But it does establish the story as an epic, and clearly you can’t have vastly divergent endings to an epic. No matter what you have the characters do when you tell the story, Troy always burns at the end.
Is this the correct interpretation? Most likely not, but it worked for me – more than worked, in fact, for I was genuinely moved. I cried when Thane died (although not when Mordin died, since an audio bug prevented me from hearing any dialogue or music during that particular scene) and I was teary eyed watching android-Joker and EDI walk off into a pristine forest together. Mass Effect was a great series (though flawed, like all great things are) and deserved a great ending, though it is possible, perhaps, that BioWare did err in not managing expectations better so that people could have had the catharsis they wanted. I wish that more people could have had a similar experience, but I’m selfishly happy that I got a good ending, in my mind. And in the end, that’s all that matters.

* Canon or no, my Shepard will always be a woman to me — one that kind of looks like Major Catherine Li from the Spin State novels, who I secretly think inspired BioWare’s “Ruthless” “War Criminal” femShep.
** I was mostly hoping to see more of the allies I had collected at the end. I would have liked to see a Quarian/Geth fleet in dogfights with Reaper ships, and Krogan running around head-butting banshees, and the red laser points of Salarian snipers.


Here, here! . . . for the most part. I felt a little cheated right as I finished the game, but I really liked the indoctrination theory and some of the in-game evidence that gamers have pulled out is really impressive (and convincing, to me). I like your take on the ending as well, and feel that any disappointment of the ending was in part generated due to not being able to NOT read all of the criticism as I tried to stay up on gaming news and blogs while I was still playing the game. I was almost expecting disappointment because people kept telling me I was going to get it (I guess I’m just weak minded? I dunno). Anyway, I think it’s a little disappointing that BioWare seems to be releasing a different ending DLC. I’d love and explanatory DLC but not an entirely different ending.
Bethesda did it in Fallout 3′s Broken Steel DLC, and that worked out for the better. I do hope that any alternate ending DLC they come out with is free, though.
----
## OBJECTIVES
**1.** Translate this sentence from the Mass Effect post into Spanish: "No matter what you have the characters do when you tell the story, Troy always burns at the end."
**2.** Update the stretch of the Mass Effect post from "Here, here! ." through "entirely different ending.", putting "dream theory" in place of "indoctrination theory".
----
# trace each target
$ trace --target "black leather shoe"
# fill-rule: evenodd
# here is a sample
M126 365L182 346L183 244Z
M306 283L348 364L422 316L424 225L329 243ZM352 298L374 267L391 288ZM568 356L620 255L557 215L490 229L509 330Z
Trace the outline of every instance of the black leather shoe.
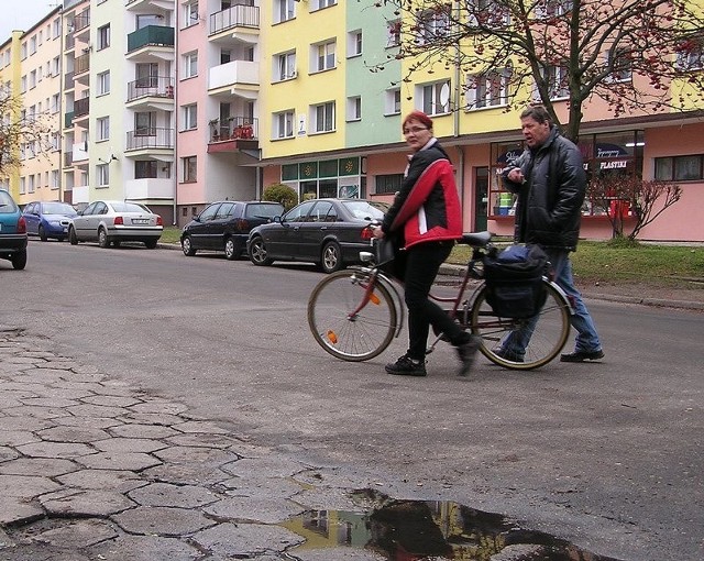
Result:
M458 356L460 358L460 362L462 365L460 366L460 372L458 372L458 376L466 376L472 370L472 364L474 364L474 358L476 356L476 351L480 350L481 339L476 336L472 336L471 339L466 343L459 344L455 346L458 350Z
M386 372L396 376L426 376L426 362L416 361L404 354L396 362L389 362L385 366Z
M560 355L560 362L584 362L598 361L604 358L604 351L574 351L573 353Z

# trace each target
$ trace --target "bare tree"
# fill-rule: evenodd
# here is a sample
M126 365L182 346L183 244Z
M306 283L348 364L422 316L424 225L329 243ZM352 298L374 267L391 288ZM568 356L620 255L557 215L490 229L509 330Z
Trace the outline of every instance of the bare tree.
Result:
M614 238L630 241L681 196L682 189L672 183L617 175L593 178L586 194L587 200L608 216ZM625 233L626 227L630 232Z
M704 14L694 0L375 0L417 70L458 69L464 101L492 91L507 109L539 101L576 141L585 102L626 112L692 110L704 99ZM374 68L378 70L376 65ZM479 92L471 96L468 92ZM556 100L566 100L561 123Z
M0 88L0 177L19 169L25 155L47 157L54 147L52 134L57 134L54 120L48 111L25 113L22 99Z

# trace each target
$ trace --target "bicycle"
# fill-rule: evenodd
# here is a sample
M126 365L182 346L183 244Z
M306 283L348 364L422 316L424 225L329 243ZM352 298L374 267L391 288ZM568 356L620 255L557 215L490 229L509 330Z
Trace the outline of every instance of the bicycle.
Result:
M486 301L483 280L484 256L496 252L490 232L463 234L458 243L472 248L459 290L454 296L431 294L441 305L451 305L448 314L460 326L481 337L480 351L491 362L510 370L532 370L552 361L564 348L570 334L570 315L574 309L564 292L542 277L546 301L537 318L515 319L497 316ZM363 265L338 271L316 285L308 300L308 324L315 340L331 355L351 362L367 361L382 353L398 337L404 323L404 300L395 282L383 267L389 261L376 263L373 252L360 252ZM469 298L470 282L476 282ZM436 289L433 288L433 292ZM532 336L522 356L502 352L508 333L536 321ZM427 353L442 340L437 334Z

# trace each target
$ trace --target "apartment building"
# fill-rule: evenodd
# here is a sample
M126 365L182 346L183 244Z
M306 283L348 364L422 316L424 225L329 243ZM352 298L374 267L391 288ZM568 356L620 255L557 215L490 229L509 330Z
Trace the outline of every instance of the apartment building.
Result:
M35 123L36 131L18 147L21 168L6 179L20 205L62 198L61 43L56 8L24 33L14 32L2 50L0 79L22 98L20 113L9 118Z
----
## EXPECTED RESPONSES
**1.** Sin importar lo que hagas que hagan los personajes al contar la historia, Troya siempre arde al final.

**2.**
Here, here! . . . for the most part. I felt a little cheated right as I finished the game, but I really liked the dream theory and some of the in-game evidence that gamers have pulled out is really impressive (and convincing, to me). I like your take on the ending as well, and feel that any disappointment of the ending was in part generated due to not being able to NOT read all of the criticism as I tried to stay up on gaming news and blogs while I was still playing the game. I was almost expecting disappointment because people kept telling me I was going to get it (I guess I’m just weak minded? I dunno). Anyway, I think it’s a little disappointing that BioWare seems to be releasing a different ending DLC. I’d love and explanatory DLC but not an entirely different ending.